Exercise data below:

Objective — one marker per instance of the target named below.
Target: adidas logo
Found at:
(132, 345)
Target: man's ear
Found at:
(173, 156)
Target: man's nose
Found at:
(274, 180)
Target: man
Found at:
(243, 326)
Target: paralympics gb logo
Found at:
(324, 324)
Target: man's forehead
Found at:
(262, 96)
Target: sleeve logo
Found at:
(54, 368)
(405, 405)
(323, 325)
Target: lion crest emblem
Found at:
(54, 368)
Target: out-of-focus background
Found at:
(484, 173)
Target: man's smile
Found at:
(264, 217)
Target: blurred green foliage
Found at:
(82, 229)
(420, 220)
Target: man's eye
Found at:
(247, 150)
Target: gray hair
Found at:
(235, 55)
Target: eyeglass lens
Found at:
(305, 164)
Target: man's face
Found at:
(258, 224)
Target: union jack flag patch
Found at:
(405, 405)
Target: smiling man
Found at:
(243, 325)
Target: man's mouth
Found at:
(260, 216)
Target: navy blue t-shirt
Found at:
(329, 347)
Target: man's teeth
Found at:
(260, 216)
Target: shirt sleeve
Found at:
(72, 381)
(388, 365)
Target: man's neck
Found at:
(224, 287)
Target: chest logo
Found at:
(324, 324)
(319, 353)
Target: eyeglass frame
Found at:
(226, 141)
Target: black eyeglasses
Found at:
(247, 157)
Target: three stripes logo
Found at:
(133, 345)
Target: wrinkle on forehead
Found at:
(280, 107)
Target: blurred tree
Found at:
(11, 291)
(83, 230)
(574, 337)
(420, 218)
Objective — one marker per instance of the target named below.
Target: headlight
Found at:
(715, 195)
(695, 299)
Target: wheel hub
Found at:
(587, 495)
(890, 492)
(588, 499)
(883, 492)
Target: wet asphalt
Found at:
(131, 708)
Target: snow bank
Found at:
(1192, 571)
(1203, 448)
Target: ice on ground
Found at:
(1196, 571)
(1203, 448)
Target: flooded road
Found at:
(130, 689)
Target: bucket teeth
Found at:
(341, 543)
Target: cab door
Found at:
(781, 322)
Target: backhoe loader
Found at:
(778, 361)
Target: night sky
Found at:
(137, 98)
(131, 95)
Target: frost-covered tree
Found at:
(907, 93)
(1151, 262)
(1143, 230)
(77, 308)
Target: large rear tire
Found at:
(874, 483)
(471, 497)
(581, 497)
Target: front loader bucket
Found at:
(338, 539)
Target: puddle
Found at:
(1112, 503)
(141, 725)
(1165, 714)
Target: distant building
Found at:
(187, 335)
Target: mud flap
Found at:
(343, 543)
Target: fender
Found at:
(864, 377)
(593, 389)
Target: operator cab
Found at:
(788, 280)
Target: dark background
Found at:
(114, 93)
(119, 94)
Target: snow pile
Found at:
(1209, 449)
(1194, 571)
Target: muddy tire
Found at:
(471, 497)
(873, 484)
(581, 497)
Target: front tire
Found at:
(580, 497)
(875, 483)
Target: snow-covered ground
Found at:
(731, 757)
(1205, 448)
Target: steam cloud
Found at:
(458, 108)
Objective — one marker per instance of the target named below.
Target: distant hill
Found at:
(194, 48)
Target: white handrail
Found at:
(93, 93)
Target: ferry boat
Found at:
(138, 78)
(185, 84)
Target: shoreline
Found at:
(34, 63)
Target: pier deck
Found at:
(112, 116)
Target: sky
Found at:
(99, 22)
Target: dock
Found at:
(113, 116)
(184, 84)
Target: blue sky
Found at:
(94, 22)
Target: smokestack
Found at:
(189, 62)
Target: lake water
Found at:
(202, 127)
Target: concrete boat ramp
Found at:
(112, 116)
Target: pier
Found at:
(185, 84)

End of Exercise data.

Filter the lines above, keeping and copying those that contain "shirt".

■ Your solution
Target: navy blue t-shirt
Target: shirt sleeve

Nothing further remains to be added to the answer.